— SOURCE DOCUMENT —
^^^^^^^^

After considering the arguments of the parties, the court concludes that the defendants are correct. With respect to this means-plus-function term, the patentee clearly linked the algorithms in Figs. 1 and 8-11 operating on compiler output to the function `adding timing and processor information to each instruction in response to the determination of which instructions can be executed in parallel so that all the resources required for processing by any given instruction are allocated in advance of program execution." As a result, the court construes the corresponding structure as the computer system operating on compiler output running the algorithms shown in Figs. 1 and 8-11.

16. Logical Resource Driver

The next term in dispute is the "logical resource driver" or LRD. This term appears in claims 11, 12, 13, and 37 of the `755 patent. Biax argues that the various claims define the LRD by describing the functions the LRD performs. According to Biax, the LRD is a unit that stores received instructions and delivers the instructions to processor elements. Intel and ADI define the term to mean "a hardware device assigned to a single user having a data cache, instruction selection support including an instruction cache, a plurality of instruction queues for delivering instructions to the processor element assigned to each logical processor number, a branch execution unit and an instruction cache address translation unit, and a data cache address translation unit."

^^^^^^^^

— DATA EXTRACT —
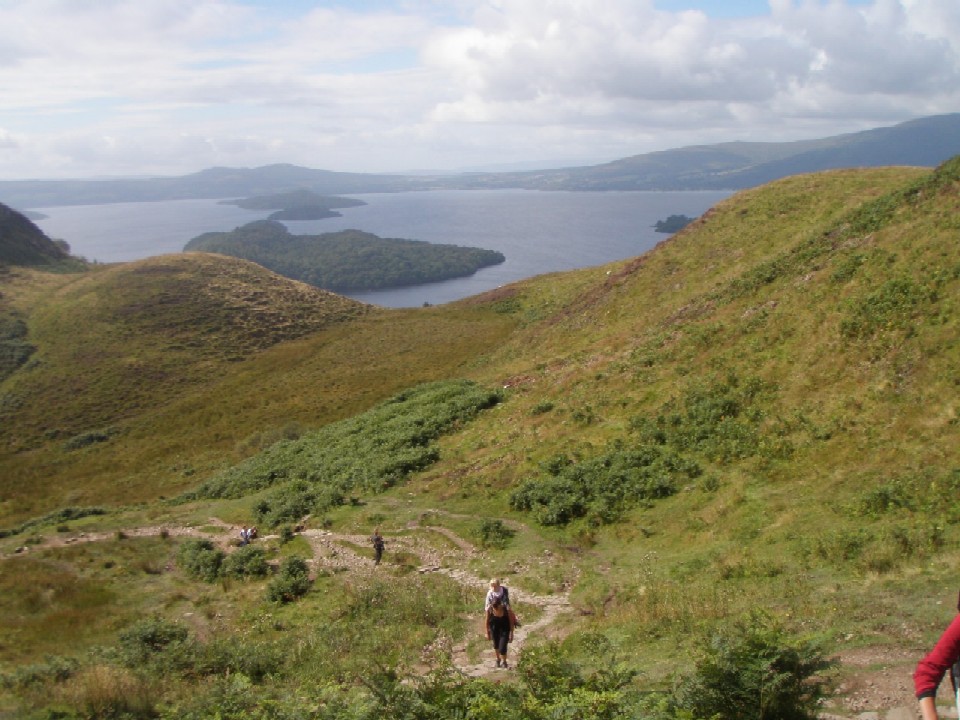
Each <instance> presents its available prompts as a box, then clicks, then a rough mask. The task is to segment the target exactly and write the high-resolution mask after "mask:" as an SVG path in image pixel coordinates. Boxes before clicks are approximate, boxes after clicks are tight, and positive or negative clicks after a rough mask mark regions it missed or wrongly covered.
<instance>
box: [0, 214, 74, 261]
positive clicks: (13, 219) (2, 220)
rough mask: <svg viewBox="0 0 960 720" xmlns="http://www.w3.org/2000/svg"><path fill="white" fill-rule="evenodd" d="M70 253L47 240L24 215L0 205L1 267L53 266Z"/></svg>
mask: <svg viewBox="0 0 960 720" xmlns="http://www.w3.org/2000/svg"><path fill="white" fill-rule="evenodd" d="M69 257H70V254H69V251H68V250H67V249H66V248H64V247H63V246H61V245H59V244H57V243H55V242H54V241H53V240H51V239H50V238H48V237H47V236H46V235H45V234H44V233H43V231H42V230H41V229H40V228H38V227H37V226H36V225H34V224H33V222H32V221H31V220H29V219H27V217H26V216H25V215H23V214H22V213H19V212H17V211H16V210H14V209H12V208H9V207H7V206H6V205H0V265H27V266H38V265H47V266H49V265H54V264H57V263H61V262H62V261H65V260H67V259H69Z"/></svg>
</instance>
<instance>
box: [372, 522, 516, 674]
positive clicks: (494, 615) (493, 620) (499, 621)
mask: <svg viewBox="0 0 960 720" xmlns="http://www.w3.org/2000/svg"><path fill="white" fill-rule="evenodd" d="M370 543H371V544H372V545H373V564H374V565H379V564H380V561H381V560H382V559H383V550H384V548H385V547H386V542H385V541H384V539H383V535H381V534H380V528H374V530H373V535H371V536H370ZM483 615H484V618H483V627H484V629H485V630H486V635H487V640H490V641H492V642H493V652H494V654H495V655H496V656H497V661H496V667H498V668H509V667H510V665H509V663H508V662H507V649H508V646H509V644H510V643H511V642H513V631H514V629H515V628H516V627H517V625H519V621H518V620H517V615H516V613H515V612H514V611H513V608H512V607H511V606H510V590H509V589H508V588H507V587H506V586H505V585H502V584H501V583H500V580H499V579H498V578H493V579H492V580H491V581H490V589H489V590H487V597H486V599H485V601H484V606H483Z"/></svg>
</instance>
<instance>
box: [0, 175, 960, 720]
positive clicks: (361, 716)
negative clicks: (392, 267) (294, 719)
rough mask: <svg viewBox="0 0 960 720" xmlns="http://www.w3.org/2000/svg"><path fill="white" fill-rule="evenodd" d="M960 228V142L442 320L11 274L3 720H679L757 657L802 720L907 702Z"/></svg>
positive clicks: (814, 183) (924, 565) (933, 631)
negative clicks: (777, 680)
mask: <svg viewBox="0 0 960 720" xmlns="http://www.w3.org/2000/svg"><path fill="white" fill-rule="evenodd" d="M958 231H960V159H957V158H955V159H953V160H951V161H948V162H947V163H944V164H943V165H941V166H940V167H939V168H937V169H936V170H929V169H921V168H903V167H890V168H877V169H869V170H836V171H830V172H824V173H816V174H810V175H796V176H793V177H789V178H785V179H782V180H778V181H775V182H773V183H770V184H768V185H763V186H760V187H757V188H753V189H750V190H744V191H742V192H740V193H738V194H736V195H734V196H732V197H731V198H729V199H728V200H725V201H724V202H722V203H720V204H718V205H717V206H716V207H714V208H713V209H712V210H710V211H709V212H708V213H706V214H705V215H704V216H702V217H701V218H699V219H697V220H696V221H694V222H693V223H691V224H689V225H688V226H686V227H685V228H684V229H683V230H682V231H680V232H679V233H678V234H676V235H674V236H673V237H671V238H670V239H669V240H668V241H665V242H663V243H661V244H660V245H658V246H657V247H656V248H655V249H654V250H652V251H650V252H648V253H646V254H645V255H643V256H640V257H637V258H634V259H631V260H627V261H623V262H618V263H613V264H610V265H605V266H601V267H595V268H587V269H584V270H578V271H574V272H569V273H553V274H550V275H544V276H539V277H535V278H531V279H529V280H526V281H523V282H520V283H517V284H515V285H511V286H506V287H503V288H500V289H498V290H496V291H493V292H490V293H487V294H484V295H480V296H477V297H473V298H468V299H466V300H463V301H458V302H455V303H450V304H448V305H443V306H437V307H429V308H417V309H409V310H386V309H382V308H376V307H372V306H368V305H363V304H361V303H357V302H354V301H351V300H347V299H346V298H342V297H340V296H337V295H335V294H333V293H327V292H324V291H321V290H317V289H316V288H311V287H310V286H307V285H304V284H301V283H297V282H295V281H291V280H288V279H285V278H282V277H280V276H278V275H275V274H273V273H271V272H269V271H267V270H265V269H263V268H260V267H259V266H256V265H253V264H252V263H247V262H244V261H241V260H237V259H233V258H226V257H223V256H218V255H209V254H203V253H187V254H183V255H177V256H162V257H158V258H151V259H149V260H145V261H139V262H135V263H125V264H120V265H111V266H91V267H88V268H85V269H78V268H77V267H75V266H72V265H71V266H69V267H65V266H63V265H62V264H60V263H62V262H65V261H63V259H62V258H60V259H58V260H57V261H56V262H50V263H48V264H47V266H46V267H41V266H39V265H38V264H37V263H33V264H29V263H28V264H15V263H10V264H7V265H5V266H4V268H3V271H2V274H0V292H2V295H0V315H2V318H3V322H2V323H0V327H2V329H3V333H4V334H3V337H2V338H0V340H2V341H3V343H4V350H3V358H4V364H3V369H4V374H3V375H2V377H3V380H2V384H0V497H2V502H0V528H2V529H3V530H2V533H0V534H2V537H0V556H2V557H0V610H2V617H3V618H4V619H3V621H0V715H3V714H6V716H9V717H28V718H29V717H38V718H39V717H144V718H146V717H163V718H166V717H182V718H208V717H209V718H212V717H263V718H287V717H315V718H339V717H343V718H346V717H351V718H366V717H371V718H372V717H411V718H414V717H416V718H419V717H423V718H427V717H440V716H449V717H455V716H460V717H471V718H486V717H491V718H492V717H495V716H497V717H499V716H502V715H504V714H506V713H510V714H513V715H516V716H518V717H524V718H541V717H543V718H546V717H582V718H585V719H589V718H601V717H604V718H606V717H610V718H613V717H646V718H651V719H654V720H655V719H657V718H660V719H662V720H666V719H667V718H673V719H674V720H679V719H680V718H688V719H689V718H697V717H708V716H709V715H710V714H712V713H711V712H709V708H707V707H706V706H704V705H702V704H698V703H700V702H701V700H702V698H704V697H707V695H708V694H709V693H707V692H706V691H705V688H709V687H712V686H710V684H709V683H710V677H711V676H710V673H709V672H708V671H709V670H710V669H711V668H713V669H717V668H718V667H722V668H723V669H725V671H727V672H729V674H728V675H725V676H724V677H726V678H727V679H728V680H726V681H725V683H726V685H729V684H730V680H729V679H730V678H735V679H737V681H743V682H744V683H747V685H745V687H755V686H750V685H749V683H750V682H752V681H751V680H749V678H748V676H751V672H752V670H754V669H755V668H756V666H755V664H753V660H755V659H756V657H759V656H760V655H761V654H762V653H753V654H752V655H751V656H750V657H747V655H749V653H747V655H737V652H741V651H743V650H744V648H749V647H754V648H761V649H764V650H768V651H770V652H772V653H774V657H776V658H777V662H780V661H784V662H785V661H786V658H788V657H789V658H793V659H794V660H796V664H795V665H793V666H791V667H792V669H791V670H789V671H783V672H782V673H781V674H780V675H778V676H777V677H778V678H780V680H779V681H778V682H782V683H783V684H781V685H778V686H777V687H778V688H779V690H778V691H777V692H774V693H771V695H773V696H775V697H777V698H780V699H782V701H783V702H784V703H787V705H789V704H790V703H792V705H791V707H792V708H793V709H794V710H796V711H797V712H798V713H799V714H795V715H789V716H791V717H809V716H818V717H824V718H861V717H877V718H881V719H883V720H899V719H900V718H906V717H913V716H914V715H913V714H912V713H915V707H916V706H915V701H914V700H913V698H912V683H911V680H910V674H911V673H912V670H913V666H914V665H915V664H916V661H917V660H918V659H919V658H920V657H921V656H922V654H923V653H924V652H926V649H927V648H929V646H930V645H931V644H932V643H933V641H934V640H935V639H936V637H937V636H938V635H939V632H940V631H941V630H942V629H943V628H944V627H945V626H946V624H947V623H948V622H949V621H950V619H951V618H952V617H953V614H954V609H953V608H954V605H955V603H956V597H957V588H958V587H960V583H958V582H957V576H956V567H957V560H958V559H960V543H958V541H960V513H958V502H957V499H956V498H957V490H958V489H960V459H958V452H960V451H958V448H960V443H958V442H957V440H958V412H960V405H958V402H957V385H958V383H960V354H958V353H960V350H958V346H957V338H958V333H957V330H958V320H960V316H958V312H957V311H958V302H960V256H958V254H957V244H956V243H957V238H958ZM248 525H258V527H259V528H260V531H261V539H260V540H257V541H256V542H254V543H252V544H251V545H250V546H243V547H239V543H238V542H237V540H236V538H237V536H236V529H237V528H239V527H241V526H248ZM375 527H380V528H381V529H382V530H383V531H384V534H385V536H386V537H387V543H388V545H387V554H386V556H385V559H384V562H383V563H382V564H381V565H380V566H378V567H374V566H373V564H372V561H370V557H371V550H370V548H369V544H368V538H369V536H370V533H371V532H372V531H373V529H374V528H375ZM250 548H252V549H250ZM491 577H500V578H505V580H506V582H507V584H508V585H509V586H510V587H511V588H512V589H513V588H516V590H515V593H516V600H515V602H516V605H517V610H518V613H519V614H520V617H521V619H522V620H523V625H522V626H521V630H523V634H520V633H519V632H518V637H517V638H516V643H515V647H514V648H513V649H512V650H511V658H512V659H515V660H516V661H517V662H515V663H513V662H512V663H511V665H513V667H512V668H511V669H510V670H508V671H504V670H496V669H494V668H493V667H492V657H493V656H492V651H491V650H490V648H489V646H488V644H487V642H486V641H485V640H484V639H483V637H482V636H481V634H480V627H481V620H482V601H483V592H484V589H485V584H486V581H487V580H488V579H489V578H491ZM750 643H754V644H753V645H751V644H750ZM757 643H759V645H758V644H757ZM728 651H729V652H728ZM514 652H516V657H514V655H513V653H514ZM724 653H727V654H724ZM738 658H739V659H738ZM751 658H753V660H751ZM718 662H722V663H725V664H724V665H718V664H717V663H718ZM777 667H779V666H777ZM771 668H773V669H777V668H775V667H774V664H773V663H772V661H771V665H770V666H769V667H767V670H766V671H765V672H773V669H771ZM780 669H781V670H782V668H780ZM761 675H762V674H761ZM751 677H752V676H751ZM762 677H764V678H772V677H773V676H772V675H769V674H768V675H762ZM791 678H792V679H797V680H799V681H802V682H797V683H796V684H795V685H794V684H791V683H790V682H787V680H789V679H791ZM771 682H772V680H771ZM787 686H789V687H790V688H793V689H791V690H787V689H786V688H787ZM767 687H773V685H769V686H767ZM694 690H699V691H703V692H700V693H699V694H696V693H694V692H693V691H694ZM941 690H942V695H941V703H942V705H943V706H944V707H947V706H948V705H949V703H950V702H951V699H950V698H949V693H948V691H947V689H946V688H945V687H944V688H941ZM750 697H753V696H752V695H751V696H750ZM721 700H722V698H721ZM764 701H766V702H769V701H770V700H769V696H768V695H765V696H764ZM718 702H719V700H718ZM751 702H753V701H751ZM756 702H757V703H759V702H761V700H760V696H757V699H756ZM787 705H784V706H783V707H787ZM751 707H753V706H751ZM754 709H755V708H754ZM728 712H734V711H732V710H728ZM769 712H770V713H772V714H768V715H767V716H771V717H773V716H780V717H786V716H788V715H787V714H786V712H785V711H783V710H781V711H780V712H778V711H777V710H776V709H771V710H769ZM563 713H566V714H563ZM741 716H745V715H741ZM758 716H759V715H758Z"/></svg>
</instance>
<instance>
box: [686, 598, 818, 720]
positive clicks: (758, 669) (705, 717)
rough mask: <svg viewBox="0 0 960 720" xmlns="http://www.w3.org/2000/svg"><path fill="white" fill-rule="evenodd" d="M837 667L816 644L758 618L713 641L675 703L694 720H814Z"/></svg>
mask: <svg viewBox="0 0 960 720" xmlns="http://www.w3.org/2000/svg"><path fill="white" fill-rule="evenodd" d="M832 666H833V663H832V661H830V660H828V659H826V658H825V657H824V656H823V654H822V652H821V650H820V648H819V647H818V646H817V645H816V644H815V643H812V642H808V641H803V640H799V639H797V638H792V637H789V636H788V635H787V633H786V632H785V631H784V630H783V629H782V628H780V627H778V626H777V625H776V624H774V623H773V622H771V621H769V620H768V619H766V618H764V617H762V616H754V617H752V618H750V619H749V620H747V621H745V622H741V623H737V624H736V625H734V626H733V627H731V628H730V629H728V630H723V631H721V632H718V633H717V634H716V635H715V636H714V637H713V638H712V639H711V640H710V642H709V644H708V645H707V647H706V649H705V651H704V653H703V657H701V658H700V660H699V661H698V662H697V664H696V669H695V671H694V673H693V674H692V675H690V676H688V677H686V678H684V679H683V680H682V681H681V683H680V684H679V686H678V688H677V690H676V693H675V697H674V700H675V703H676V706H677V707H678V708H679V709H681V710H684V711H687V712H689V713H690V715H691V716H692V717H695V718H715V719H716V720H752V719H756V720H774V719H775V720H814V718H816V717H817V716H818V712H819V703H820V700H821V699H823V698H824V697H826V695H827V691H828V683H827V681H826V679H825V677H824V675H823V673H824V671H825V670H827V669H829V668H830V667H832Z"/></svg>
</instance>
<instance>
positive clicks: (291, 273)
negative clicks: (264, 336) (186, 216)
mask: <svg viewBox="0 0 960 720" xmlns="http://www.w3.org/2000/svg"><path fill="white" fill-rule="evenodd" d="M184 250H187V251H200V252H212V253H221V254H223V255H231V256H233V257H238V258H243V259H244V260H250V261H251V262H255V263H257V264H258V265H262V266H263V267H266V268H269V269H270V270H273V271H274V272H276V273H279V274H280V275H283V276H284V277H288V278H293V279H294V280H300V281H302V282H306V283H309V284H311V285H313V286H315V287H319V288H324V289H326V290H333V291H335V292H351V291H353V292H356V291H360V290H381V289H384V288H393V287H403V286H407V285H422V284H423V283H428V282H438V281H440V280H449V279H451V278H456V277H466V276H468V275H472V274H473V273H475V272H476V271H477V270H479V269H481V268H484V267H489V266H490V265H498V264H499V263H502V262H503V261H504V260H505V259H506V258H505V257H504V256H503V253H499V252H497V251H495V250H484V249H481V248H473V247H463V246H460V245H449V244H444V243H428V242H424V241H422V240H403V239H400V238H381V237H378V236H376V235H373V234H372V233H367V232H362V231H360V230H342V231H340V232H331V233H322V234H320V235H293V234H292V233H290V231H289V230H287V228H286V226H285V225H284V224H283V223H280V222H277V221H276V220H258V221H256V222H252V223H248V224H246V225H244V226H242V227H238V228H236V229H235V230H233V231H231V232H211V233H204V234H203V235H200V236H198V237H195V238H194V239H193V240H191V241H190V242H188V243H187V245H186V247H185V248H184Z"/></svg>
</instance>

^^^^^^^^

— WORK TO COMPLETE —
Translate this sentence from the court opinion into Spanish: "After considering the arguments of the parties, the court concludes that the defendants are correct."

— OUTPUT OF THE TASK —
Tras considerar los argumentos de las partes, el tribunal concluye que los demandados tienen razón.